_WORK TO DO_.
a: According to the financial statement notes, what interest rate do the industrial development revenue bonds pay?
b: Carry on the financial statement notes from the point where they stop.

_PAGE EXCERPT_.
***
NOTES TO CONSOLIDATED FINANCIAL STATEMENTS — CONTINUED
On or before July 30, 2018, a holder also may exchange its notes for shares of the Class B common stock at any time after a 10 consecutive trading-day
period in which the average of the trading prices for the notes for that 10 trading-day period was less than 103% of the average exchange value for the
notes during that period. Exchange value is equal to the product of the closing sale price for the shares of Class B common stock on a given day
multiplied by the then current exchange rate, which is the number of shares of Class B common stock for which each note is then exchangeable.
In addition, the holders may exchange the notes if the notes have been called for redemption or if certain specified corporate transactions have occurred.
Holders of the notes may require AWA to repurchase the notes at a price equal to the original issue price plus accrued cash interest and original issue
discount, if any, on July 30, 2008, 2013 and 2018. The purchase price of such notes may be paid in cash or class B common stock of Holdings, subject
to certain restrictions. In addition, each holder may require AWA to purchase all or a portion of such holder's notes upon the occurrence of certain
change of control events concerning AWA or Holdings. AWA may redeem the notes, in whole or in part, on or after July 30, 2008 at a price equal to
the original issue price plus accrued cash interest and original issue discount, if any.
(g) The industrial development revenue bonds are due April 2023. Interest at 6.3% is payable semiannually (April 1 and October 1). The bonds are subject
to optional redemption prior to the maturity date on or after April 1, 2008, in whole or in part, on any interest payment date at the following redemption
prices: 102% on April 1 or October 1, 2008; 101% on April 1 or October 1, 2009; and 100% on April 1, 2010 and thereafter.
***
Dataset excerpt
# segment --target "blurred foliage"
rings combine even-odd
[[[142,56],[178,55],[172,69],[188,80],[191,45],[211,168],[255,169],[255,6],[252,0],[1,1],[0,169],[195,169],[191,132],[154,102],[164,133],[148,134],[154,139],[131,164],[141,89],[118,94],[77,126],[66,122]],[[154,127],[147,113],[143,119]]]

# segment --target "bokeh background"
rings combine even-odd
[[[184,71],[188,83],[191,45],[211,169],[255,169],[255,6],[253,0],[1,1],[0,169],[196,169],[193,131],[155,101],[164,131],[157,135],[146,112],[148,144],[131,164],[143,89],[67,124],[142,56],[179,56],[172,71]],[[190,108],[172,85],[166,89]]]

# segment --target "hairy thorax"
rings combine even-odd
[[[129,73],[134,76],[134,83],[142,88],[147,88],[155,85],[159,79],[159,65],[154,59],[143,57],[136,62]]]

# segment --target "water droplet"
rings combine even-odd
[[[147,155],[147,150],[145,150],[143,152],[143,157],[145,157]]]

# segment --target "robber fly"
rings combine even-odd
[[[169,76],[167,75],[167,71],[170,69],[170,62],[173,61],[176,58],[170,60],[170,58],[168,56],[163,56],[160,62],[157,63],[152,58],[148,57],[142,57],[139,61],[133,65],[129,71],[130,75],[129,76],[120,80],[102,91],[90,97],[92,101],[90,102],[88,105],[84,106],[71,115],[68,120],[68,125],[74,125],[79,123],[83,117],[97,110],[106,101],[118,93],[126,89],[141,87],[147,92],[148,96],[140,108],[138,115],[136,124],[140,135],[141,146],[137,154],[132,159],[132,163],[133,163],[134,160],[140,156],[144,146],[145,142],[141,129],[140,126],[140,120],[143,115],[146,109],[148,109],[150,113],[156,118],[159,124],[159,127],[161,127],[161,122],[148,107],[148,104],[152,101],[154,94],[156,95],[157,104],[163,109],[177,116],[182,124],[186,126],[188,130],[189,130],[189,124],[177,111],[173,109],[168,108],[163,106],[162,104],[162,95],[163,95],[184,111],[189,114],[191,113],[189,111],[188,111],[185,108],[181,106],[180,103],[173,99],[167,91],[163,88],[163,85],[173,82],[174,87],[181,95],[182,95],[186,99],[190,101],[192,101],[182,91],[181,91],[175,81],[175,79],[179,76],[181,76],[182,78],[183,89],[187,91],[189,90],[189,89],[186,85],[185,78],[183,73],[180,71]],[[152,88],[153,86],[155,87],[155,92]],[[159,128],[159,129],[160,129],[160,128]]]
***
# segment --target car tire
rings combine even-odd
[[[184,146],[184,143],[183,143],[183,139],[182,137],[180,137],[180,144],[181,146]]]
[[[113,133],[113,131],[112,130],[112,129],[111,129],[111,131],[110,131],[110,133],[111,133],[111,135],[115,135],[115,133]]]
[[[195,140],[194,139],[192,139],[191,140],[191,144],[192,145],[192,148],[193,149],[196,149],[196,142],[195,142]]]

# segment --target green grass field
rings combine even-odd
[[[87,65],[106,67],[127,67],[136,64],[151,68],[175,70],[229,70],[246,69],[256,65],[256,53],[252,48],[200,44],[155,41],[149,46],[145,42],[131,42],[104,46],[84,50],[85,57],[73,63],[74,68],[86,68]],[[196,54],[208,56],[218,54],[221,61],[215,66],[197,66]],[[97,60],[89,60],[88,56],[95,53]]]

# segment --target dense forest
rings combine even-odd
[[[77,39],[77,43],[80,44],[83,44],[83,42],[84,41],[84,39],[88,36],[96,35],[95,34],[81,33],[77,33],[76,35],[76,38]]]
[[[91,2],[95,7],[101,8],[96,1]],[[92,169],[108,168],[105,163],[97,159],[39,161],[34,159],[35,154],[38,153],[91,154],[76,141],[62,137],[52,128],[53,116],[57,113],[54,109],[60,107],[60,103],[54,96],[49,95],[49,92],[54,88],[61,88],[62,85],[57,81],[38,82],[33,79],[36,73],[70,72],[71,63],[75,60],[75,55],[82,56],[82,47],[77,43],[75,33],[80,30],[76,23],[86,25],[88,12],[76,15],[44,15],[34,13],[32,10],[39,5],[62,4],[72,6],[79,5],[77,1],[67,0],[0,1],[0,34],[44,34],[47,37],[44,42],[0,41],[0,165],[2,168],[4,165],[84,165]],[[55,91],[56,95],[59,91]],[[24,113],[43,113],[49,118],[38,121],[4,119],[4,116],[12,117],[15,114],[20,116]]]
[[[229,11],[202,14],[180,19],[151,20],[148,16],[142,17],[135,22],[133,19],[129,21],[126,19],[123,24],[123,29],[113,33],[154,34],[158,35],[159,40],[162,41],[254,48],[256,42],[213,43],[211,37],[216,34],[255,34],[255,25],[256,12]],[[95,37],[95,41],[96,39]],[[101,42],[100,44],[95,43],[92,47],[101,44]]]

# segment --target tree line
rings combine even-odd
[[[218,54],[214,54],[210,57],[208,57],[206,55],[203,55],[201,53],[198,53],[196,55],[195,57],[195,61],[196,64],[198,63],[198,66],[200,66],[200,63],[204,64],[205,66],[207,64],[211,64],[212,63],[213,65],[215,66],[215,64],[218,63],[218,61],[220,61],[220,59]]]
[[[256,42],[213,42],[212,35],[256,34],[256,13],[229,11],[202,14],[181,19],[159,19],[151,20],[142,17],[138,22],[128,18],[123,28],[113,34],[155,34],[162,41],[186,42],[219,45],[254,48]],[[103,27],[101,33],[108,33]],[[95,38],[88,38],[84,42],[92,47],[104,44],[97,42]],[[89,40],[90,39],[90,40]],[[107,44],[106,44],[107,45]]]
***
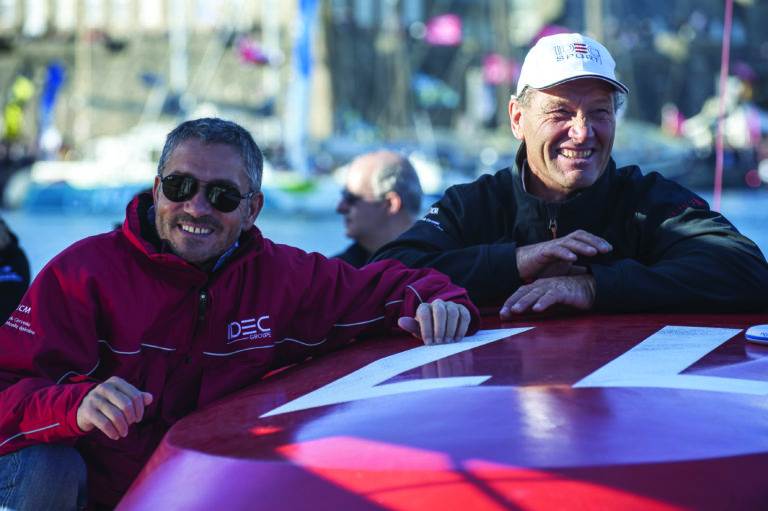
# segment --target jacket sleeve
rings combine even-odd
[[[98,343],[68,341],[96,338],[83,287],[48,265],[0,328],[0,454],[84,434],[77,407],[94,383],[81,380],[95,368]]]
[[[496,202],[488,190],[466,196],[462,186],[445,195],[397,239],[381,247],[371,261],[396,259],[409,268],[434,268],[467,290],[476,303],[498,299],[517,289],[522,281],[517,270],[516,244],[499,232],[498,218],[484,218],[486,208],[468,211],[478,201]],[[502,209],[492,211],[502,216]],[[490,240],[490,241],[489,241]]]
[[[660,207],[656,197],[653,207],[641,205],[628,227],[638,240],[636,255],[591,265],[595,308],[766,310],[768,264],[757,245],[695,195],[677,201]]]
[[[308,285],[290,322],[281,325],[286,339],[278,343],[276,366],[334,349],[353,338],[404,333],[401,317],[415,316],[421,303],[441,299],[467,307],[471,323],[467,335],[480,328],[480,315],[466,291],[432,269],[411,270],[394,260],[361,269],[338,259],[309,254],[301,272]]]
***
_TASK-BY-TASK RESULTS_.
a: 6.3%

b:
Secured financings totaling $186.0 million are collateralized by assets, primarily aircraft, engines, simulators, rotable aircraft parts and AWA's hangar
facility, with a net book value of $268.4 million at December 31, 2004.
At December 31, 2004, the estimated maturities of long-term debt are as follows:
(in thousands)
2005 151,183
2006 101,042
2007 100,509
2008 107,570
2009 147,327
Thereafter 371,927
$ 979,558
Certain of AWA's long-term debt agreements contain minimum cash balance requirements and other covenants with which Holdings and AWA are in
compliance. Certain of these covenants restrict AWA's ability to pay cash dividends on its common stock and make certain other restricted payments (as
specified therein). Finally, AWA's long-term debt agreements contain cross-default provisions, which may be triggered by defaults by AWA under other
agreements relating to indebtedness.
7. Commitments and Contingencies
(a) Leases
As of December 31, 2004, AWA had 136 aircraft under operating leases, including four aircraft that will be delivered in 2005, with remaining terms
ranging from five months to approximately 19 years. In January 2002, AWA closed a $429 million loan supported by a $380 million government loan
guarantee that resulted in a restructuring of its aircraft lease commitments. Under the restructured lease agreements, annual rent payments have been reduced
for each of the next five years. Certain of these leases contain put options pursuant to which the lessors could require AWA to renew the leases for periods
ranging from eight months to approximately nine years or call options pursuant to which the lessors could require AWA to return the aircraft to the lessors
upon receipt of six to nine months written notice. AWA also has options to purchase certain of the aircraft at fair market values at the end of the lease terms.
Certain of the agreements require security deposits, minimum return provisions and supplemental rent payments.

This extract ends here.